**** Raw records

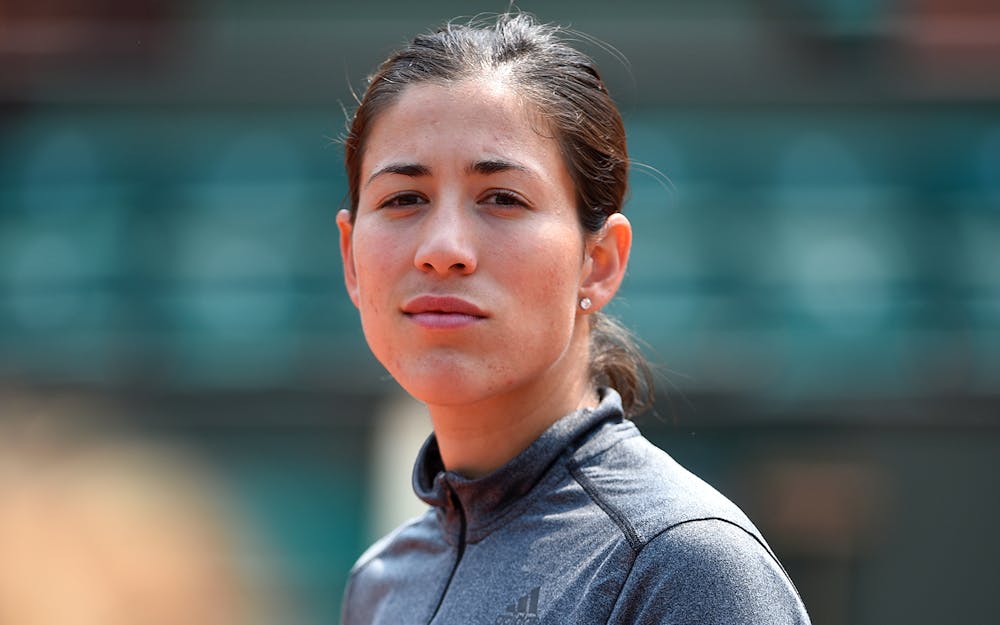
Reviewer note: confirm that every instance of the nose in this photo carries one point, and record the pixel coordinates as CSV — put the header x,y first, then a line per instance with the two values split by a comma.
x,y
447,242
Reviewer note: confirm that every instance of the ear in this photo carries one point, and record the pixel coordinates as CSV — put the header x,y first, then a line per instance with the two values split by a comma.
x,y
347,253
607,259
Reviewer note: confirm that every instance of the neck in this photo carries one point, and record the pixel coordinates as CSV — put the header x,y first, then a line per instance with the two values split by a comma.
x,y
477,439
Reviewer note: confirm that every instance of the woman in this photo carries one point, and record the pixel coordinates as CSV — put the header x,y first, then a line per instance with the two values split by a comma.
x,y
487,169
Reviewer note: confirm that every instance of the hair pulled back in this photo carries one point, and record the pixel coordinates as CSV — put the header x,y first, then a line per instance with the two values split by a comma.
x,y
567,90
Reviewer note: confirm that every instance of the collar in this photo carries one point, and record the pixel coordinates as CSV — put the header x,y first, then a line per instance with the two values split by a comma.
x,y
483,503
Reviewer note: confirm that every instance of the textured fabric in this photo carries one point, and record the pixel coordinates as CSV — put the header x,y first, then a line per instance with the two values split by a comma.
x,y
589,524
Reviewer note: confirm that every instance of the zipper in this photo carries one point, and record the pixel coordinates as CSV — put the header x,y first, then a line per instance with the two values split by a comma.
x,y
460,551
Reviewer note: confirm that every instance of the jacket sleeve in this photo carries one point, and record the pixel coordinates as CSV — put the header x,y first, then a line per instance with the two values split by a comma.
x,y
707,572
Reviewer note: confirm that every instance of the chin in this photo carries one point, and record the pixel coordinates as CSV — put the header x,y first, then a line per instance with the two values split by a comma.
x,y
449,386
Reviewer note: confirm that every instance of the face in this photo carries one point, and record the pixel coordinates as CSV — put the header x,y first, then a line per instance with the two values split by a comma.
x,y
466,258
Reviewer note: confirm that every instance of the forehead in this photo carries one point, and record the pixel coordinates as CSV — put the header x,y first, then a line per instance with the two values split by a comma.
x,y
467,119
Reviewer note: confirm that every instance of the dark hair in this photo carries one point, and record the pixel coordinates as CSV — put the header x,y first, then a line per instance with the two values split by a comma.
x,y
567,89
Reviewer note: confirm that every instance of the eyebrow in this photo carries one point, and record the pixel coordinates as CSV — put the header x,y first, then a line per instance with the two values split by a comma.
x,y
485,168
413,170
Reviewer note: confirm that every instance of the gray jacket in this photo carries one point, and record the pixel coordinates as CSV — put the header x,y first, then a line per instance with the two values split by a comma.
x,y
589,524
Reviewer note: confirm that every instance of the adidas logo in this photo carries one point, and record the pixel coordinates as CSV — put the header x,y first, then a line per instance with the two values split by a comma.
x,y
524,611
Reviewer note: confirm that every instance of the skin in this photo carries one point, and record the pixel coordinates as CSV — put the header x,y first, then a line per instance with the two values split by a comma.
x,y
464,196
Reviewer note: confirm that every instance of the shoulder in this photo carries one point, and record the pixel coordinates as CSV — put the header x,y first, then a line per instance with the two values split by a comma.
x,y
643,488
708,571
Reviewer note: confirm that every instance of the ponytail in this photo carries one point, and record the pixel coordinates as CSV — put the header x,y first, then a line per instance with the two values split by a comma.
x,y
617,362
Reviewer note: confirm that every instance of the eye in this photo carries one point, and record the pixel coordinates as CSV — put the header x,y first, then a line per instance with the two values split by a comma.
x,y
504,199
403,200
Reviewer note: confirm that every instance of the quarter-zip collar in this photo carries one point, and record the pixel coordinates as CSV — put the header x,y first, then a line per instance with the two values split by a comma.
x,y
486,501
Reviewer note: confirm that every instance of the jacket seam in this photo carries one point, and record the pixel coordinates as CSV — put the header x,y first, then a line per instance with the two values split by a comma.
x,y
752,535
616,515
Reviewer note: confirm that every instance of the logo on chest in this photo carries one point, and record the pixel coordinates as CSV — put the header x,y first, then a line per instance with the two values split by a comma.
x,y
524,611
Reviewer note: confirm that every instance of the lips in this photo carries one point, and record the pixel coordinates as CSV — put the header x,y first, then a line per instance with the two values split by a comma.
x,y
442,312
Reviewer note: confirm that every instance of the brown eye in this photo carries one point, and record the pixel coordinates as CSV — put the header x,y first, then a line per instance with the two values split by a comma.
x,y
402,199
504,198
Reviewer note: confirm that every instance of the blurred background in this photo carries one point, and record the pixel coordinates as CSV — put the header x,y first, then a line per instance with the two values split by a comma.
x,y
193,430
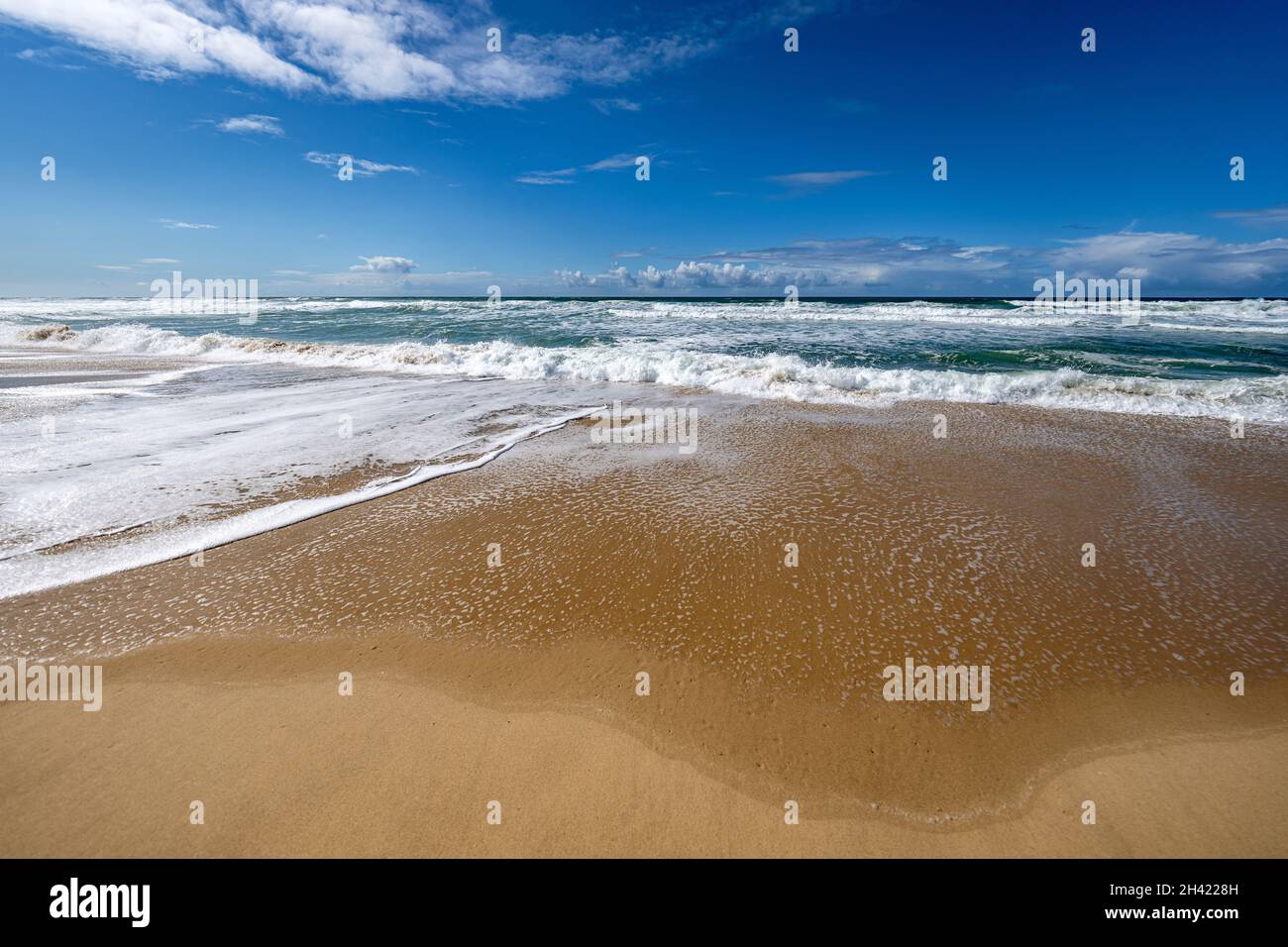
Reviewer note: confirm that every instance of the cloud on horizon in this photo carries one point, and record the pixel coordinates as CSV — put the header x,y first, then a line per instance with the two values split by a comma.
x,y
1166,263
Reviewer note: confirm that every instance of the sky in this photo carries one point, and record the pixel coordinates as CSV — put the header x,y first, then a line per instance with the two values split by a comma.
x,y
206,137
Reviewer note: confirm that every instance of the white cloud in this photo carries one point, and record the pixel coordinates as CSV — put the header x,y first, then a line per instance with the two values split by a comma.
x,y
382,264
364,50
618,105
566,175
362,167
253,125
1265,215
1175,260
184,226
818,179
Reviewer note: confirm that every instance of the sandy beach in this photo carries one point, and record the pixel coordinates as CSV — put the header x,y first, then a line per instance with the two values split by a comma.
x,y
496,621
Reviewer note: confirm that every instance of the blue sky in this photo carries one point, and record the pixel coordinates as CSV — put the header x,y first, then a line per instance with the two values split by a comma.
x,y
518,167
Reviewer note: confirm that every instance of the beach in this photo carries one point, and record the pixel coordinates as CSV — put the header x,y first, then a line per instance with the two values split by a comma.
x,y
496,622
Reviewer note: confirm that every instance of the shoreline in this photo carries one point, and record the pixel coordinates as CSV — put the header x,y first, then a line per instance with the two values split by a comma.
x,y
765,681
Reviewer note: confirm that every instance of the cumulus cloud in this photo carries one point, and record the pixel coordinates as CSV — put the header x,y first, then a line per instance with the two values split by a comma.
x,y
566,175
1175,260
382,264
364,50
1166,263
1262,215
617,105
816,180
362,167
252,125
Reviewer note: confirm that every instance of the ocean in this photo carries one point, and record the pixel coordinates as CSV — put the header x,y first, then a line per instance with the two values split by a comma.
x,y
133,436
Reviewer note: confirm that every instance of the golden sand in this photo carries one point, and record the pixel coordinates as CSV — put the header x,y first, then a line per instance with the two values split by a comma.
x,y
516,682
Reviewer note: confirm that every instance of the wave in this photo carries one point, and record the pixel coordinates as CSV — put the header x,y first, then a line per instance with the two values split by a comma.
x,y
773,375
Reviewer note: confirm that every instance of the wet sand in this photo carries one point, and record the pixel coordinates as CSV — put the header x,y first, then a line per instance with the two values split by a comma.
x,y
516,682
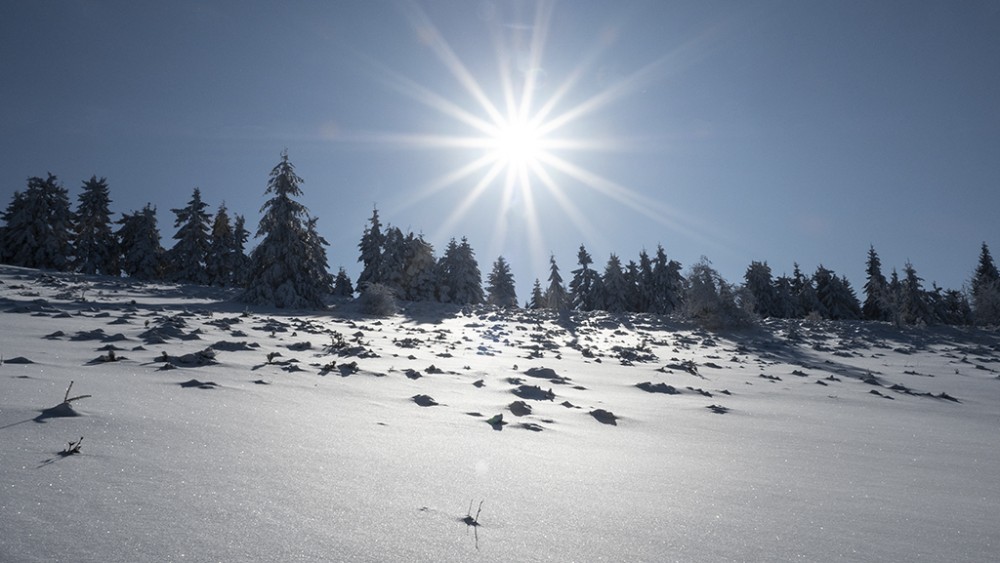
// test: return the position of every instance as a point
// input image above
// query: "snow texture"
(304, 437)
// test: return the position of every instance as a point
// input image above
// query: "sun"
(518, 143)
(526, 136)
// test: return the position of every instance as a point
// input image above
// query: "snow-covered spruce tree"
(709, 300)
(986, 289)
(537, 300)
(39, 226)
(668, 284)
(807, 302)
(222, 259)
(500, 285)
(342, 286)
(186, 260)
(914, 308)
(288, 267)
(96, 247)
(421, 269)
(613, 285)
(585, 287)
(632, 297)
(392, 265)
(469, 281)
(11, 214)
(139, 241)
(760, 286)
(240, 237)
(370, 246)
(645, 287)
(876, 305)
(555, 295)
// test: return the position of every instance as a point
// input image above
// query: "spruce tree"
(914, 308)
(187, 259)
(139, 241)
(500, 285)
(371, 252)
(39, 227)
(392, 264)
(555, 295)
(986, 289)
(288, 267)
(342, 286)
(96, 247)
(875, 307)
(584, 288)
(760, 286)
(537, 300)
(222, 260)
(613, 286)
(421, 270)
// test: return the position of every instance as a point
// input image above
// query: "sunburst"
(520, 140)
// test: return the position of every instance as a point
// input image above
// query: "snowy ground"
(219, 433)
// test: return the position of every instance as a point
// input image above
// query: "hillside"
(213, 432)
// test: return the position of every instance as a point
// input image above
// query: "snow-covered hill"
(217, 433)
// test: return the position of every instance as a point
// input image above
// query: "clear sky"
(799, 131)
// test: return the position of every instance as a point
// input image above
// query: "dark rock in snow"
(604, 417)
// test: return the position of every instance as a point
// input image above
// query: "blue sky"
(796, 131)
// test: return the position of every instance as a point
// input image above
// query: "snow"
(285, 460)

********

**What you have to do**.
List every line in the rows above that contains the word "tree".

**Task response**.
// query: "snow-covered spruce tree"
// query: "spruce tree"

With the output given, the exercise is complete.